_Extract_:

○ ○ ○ ○

Request For Proposal: Roadmap and budget projections for a technology-based collaborative translation service dedicated to open scholarly communication


PROPOSALS DUE BY: 19 April 2023

Company Background

OPERAS is the Research Infrastructure supporting open scholarly communication in the social sciences and humanities (SSH) in the European Research Area. Its mission is to coordinate and federate resources in Europe to efficiently address the scholarly communication needs of European researchers in the field of SSH.

Project Overview

In 2020, the French Ministry of Higher Education and Research (MESR) launched the Translations and Open Science project with the aim to explore the opportunities offered by translation technologies to foster multilingualism in scholarly communication and thus help to remove language barriers according to Open Science principles.

During the initial phase of the project (2020), a first working group, made up of experts in natural language processing and translation, published a report suggesting recommendations and avenues for experimentation with a view to establishing a scientific translation service combining relevant technologies, resources and human skills.

Once developed, the scientific translation service is intended to:

  • address the needs of different users, including researchers (authors and readers), readers outside the academic community, publishers of scientific texts, dissemination platforms or open archives;
  • combine specialised language technologies and human skills, in particular adapted machine translation engines and in-domain language resources to support the translation process;
  • be founded on the principles of open science, hence based on open-source software as well as shareable resources, and used to produce open access translations.

○ ○ ○ ○

_Complete the following_:
A. According to the request for proposal, who made up the first working group during the project's initial phase?
B. Reproduce the part of the request for proposal starting at "Project Overview" and ending at "and human skills.".
You won't need the records that come next.

○ ○ ○ ○

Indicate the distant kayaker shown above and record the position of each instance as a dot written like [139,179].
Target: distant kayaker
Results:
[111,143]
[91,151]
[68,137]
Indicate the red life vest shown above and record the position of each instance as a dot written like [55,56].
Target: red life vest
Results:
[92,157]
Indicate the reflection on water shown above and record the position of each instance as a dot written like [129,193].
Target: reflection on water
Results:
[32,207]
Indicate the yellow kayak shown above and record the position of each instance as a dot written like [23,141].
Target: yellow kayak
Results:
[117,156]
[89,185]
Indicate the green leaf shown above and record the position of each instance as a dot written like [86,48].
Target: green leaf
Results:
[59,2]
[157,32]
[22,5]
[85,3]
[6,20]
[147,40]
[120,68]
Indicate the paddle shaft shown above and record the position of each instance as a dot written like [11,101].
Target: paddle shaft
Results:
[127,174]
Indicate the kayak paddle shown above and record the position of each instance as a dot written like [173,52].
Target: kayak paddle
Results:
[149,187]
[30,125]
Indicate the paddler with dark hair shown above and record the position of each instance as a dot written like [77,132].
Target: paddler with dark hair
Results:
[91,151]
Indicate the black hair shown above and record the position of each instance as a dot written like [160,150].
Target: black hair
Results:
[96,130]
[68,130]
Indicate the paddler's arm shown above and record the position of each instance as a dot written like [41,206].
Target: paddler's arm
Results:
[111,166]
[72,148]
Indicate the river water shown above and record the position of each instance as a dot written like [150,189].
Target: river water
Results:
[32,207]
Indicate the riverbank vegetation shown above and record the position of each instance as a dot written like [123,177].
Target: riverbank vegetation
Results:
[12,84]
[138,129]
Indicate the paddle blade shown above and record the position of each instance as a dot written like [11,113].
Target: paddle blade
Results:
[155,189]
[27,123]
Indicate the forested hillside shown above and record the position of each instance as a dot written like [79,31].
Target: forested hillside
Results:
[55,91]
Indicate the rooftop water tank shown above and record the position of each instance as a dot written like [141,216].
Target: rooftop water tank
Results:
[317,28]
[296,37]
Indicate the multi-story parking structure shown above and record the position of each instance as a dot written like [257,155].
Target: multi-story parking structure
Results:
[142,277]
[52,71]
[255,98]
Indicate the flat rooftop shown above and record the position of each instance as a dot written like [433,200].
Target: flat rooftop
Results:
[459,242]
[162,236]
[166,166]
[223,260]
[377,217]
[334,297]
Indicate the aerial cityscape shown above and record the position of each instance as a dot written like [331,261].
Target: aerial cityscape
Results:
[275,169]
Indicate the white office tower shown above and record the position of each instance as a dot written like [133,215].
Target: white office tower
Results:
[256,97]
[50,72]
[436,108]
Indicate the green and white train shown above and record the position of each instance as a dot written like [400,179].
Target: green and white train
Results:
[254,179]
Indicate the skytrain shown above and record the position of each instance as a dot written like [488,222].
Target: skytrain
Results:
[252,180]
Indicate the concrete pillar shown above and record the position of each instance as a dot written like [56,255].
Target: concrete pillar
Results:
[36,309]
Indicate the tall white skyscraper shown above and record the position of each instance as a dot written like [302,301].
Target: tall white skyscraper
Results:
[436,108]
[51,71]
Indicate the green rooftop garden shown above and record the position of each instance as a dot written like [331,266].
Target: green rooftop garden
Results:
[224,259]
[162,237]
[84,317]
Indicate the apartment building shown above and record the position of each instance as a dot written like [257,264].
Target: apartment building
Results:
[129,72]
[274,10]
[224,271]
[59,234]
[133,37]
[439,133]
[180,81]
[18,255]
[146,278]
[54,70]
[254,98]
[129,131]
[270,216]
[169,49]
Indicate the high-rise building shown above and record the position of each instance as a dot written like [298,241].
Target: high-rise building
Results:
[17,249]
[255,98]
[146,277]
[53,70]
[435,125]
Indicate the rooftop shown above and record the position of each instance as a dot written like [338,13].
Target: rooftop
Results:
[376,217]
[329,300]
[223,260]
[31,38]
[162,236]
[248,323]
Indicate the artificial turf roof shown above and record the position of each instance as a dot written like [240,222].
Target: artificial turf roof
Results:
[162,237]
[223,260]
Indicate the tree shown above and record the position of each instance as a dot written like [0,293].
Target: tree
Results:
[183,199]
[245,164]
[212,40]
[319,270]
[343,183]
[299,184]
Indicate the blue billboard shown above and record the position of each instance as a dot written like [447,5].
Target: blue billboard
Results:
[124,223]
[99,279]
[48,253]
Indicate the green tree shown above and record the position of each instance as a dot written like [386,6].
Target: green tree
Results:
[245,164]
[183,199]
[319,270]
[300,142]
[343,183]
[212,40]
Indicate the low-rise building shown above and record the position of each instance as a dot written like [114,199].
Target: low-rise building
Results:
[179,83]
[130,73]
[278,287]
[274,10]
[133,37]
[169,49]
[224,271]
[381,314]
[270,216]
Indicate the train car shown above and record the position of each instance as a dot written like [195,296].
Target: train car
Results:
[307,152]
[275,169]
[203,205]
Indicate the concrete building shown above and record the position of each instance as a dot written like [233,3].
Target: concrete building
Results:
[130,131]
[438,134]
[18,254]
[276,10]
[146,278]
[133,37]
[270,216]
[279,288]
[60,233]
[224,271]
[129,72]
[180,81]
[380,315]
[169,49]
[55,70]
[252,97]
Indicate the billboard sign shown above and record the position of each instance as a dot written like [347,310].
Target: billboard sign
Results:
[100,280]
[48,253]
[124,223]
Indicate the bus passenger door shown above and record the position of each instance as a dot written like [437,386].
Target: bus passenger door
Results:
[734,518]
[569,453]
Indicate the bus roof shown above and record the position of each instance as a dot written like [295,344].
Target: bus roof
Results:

○ ○ ○ ○

_Solved tasks_:
A. Experts in natural language processing and translation.

B.
Project Overview

In 2020, the French Ministry of Higher Education and Research (MESR) launched the Translations and Open Science project with the aim to explore the opportunities offered by translation technologies to foster multilingualism in scholarly communication and thus help to remove language barriers according to Open Science principles.

During the initial phase of the project (2020), a first working group, made up of experts in natural language processing and translation, published a report suggesting recommendations and avenues for experimentation with a view to establishing a scientific translation service combining relevant technologies, resources and human skills.